What the exercise asks ->
Gather every line in the records below that contains the string "fill". Case counts.

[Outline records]
════════════════
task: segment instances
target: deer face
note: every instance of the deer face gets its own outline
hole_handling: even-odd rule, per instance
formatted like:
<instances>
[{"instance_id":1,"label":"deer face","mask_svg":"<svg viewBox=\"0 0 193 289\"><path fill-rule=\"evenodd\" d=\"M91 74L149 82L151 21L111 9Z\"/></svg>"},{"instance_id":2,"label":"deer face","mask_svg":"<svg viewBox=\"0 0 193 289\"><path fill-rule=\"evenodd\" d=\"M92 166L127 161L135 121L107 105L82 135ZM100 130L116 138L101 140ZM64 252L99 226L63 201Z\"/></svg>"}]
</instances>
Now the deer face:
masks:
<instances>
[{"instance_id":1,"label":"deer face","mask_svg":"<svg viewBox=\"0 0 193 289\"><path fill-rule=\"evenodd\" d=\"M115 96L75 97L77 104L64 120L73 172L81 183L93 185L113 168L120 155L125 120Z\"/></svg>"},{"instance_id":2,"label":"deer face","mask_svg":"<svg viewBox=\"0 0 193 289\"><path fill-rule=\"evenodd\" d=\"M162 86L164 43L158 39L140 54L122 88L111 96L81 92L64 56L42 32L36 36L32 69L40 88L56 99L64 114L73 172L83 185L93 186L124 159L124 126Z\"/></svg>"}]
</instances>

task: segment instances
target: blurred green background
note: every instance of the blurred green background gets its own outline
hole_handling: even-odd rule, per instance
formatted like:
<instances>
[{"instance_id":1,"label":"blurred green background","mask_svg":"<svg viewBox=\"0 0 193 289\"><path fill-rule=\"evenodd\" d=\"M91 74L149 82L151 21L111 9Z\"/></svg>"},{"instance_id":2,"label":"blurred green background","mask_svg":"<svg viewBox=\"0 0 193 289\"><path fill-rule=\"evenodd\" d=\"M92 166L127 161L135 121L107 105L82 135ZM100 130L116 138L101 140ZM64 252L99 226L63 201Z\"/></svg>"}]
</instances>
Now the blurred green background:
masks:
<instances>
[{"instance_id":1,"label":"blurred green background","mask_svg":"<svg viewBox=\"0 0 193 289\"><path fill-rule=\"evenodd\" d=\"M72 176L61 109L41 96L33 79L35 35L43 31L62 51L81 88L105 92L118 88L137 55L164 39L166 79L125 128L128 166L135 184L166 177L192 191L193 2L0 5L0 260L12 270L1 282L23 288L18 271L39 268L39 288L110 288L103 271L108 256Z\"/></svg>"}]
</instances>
════════════════
Response to the exercise ->
[{"instance_id":1,"label":"deer face","mask_svg":"<svg viewBox=\"0 0 193 289\"><path fill-rule=\"evenodd\" d=\"M91 74L149 82L151 21L111 9Z\"/></svg>"},{"instance_id":2,"label":"deer face","mask_svg":"<svg viewBox=\"0 0 193 289\"><path fill-rule=\"evenodd\" d=\"M92 166L127 161L135 121L107 105L82 135ZM100 130L116 138L101 140ZM64 252L99 226L63 201Z\"/></svg>"}]
[{"instance_id":1,"label":"deer face","mask_svg":"<svg viewBox=\"0 0 193 289\"><path fill-rule=\"evenodd\" d=\"M115 96L75 97L77 104L64 120L73 172L81 183L93 185L113 168L120 155L125 120Z\"/></svg>"},{"instance_id":2,"label":"deer face","mask_svg":"<svg viewBox=\"0 0 193 289\"><path fill-rule=\"evenodd\" d=\"M162 86L164 43L158 39L140 54L122 88L111 96L81 92L64 56L42 32L36 36L32 69L40 88L56 99L64 114L73 172L83 185L93 186L124 159L124 126Z\"/></svg>"}]
[{"instance_id":1,"label":"blurred green background","mask_svg":"<svg viewBox=\"0 0 193 289\"><path fill-rule=\"evenodd\" d=\"M91 74L149 82L151 21L111 9Z\"/></svg>"},{"instance_id":2,"label":"blurred green background","mask_svg":"<svg viewBox=\"0 0 193 289\"><path fill-rule=\"evenodd\" d=\"M92 166L127 161L135 121L107 105L82 135ZM100 130L116 138L101 140ZM64 252L99 226L63 201Z\"/></svg>"}]
[{"instance_id":1,"label":"blurred green background","mask_svg":"<svg viewBox=\"0 0 193 289\"><path fill-rule=\"evenodd\" d=\"M72 176L61 109L41 96L33 79L35 35L43 31L62 51L81 88L105 92L118 88L137 55L164 39L166 79L125 128L128 166L135 184L166 177L192 191L193 2L0 5L0 260L12 270L1 282L23 288L18 271L39 268L39 288L110 288L103 271L108 256Z\"/></svg>"}]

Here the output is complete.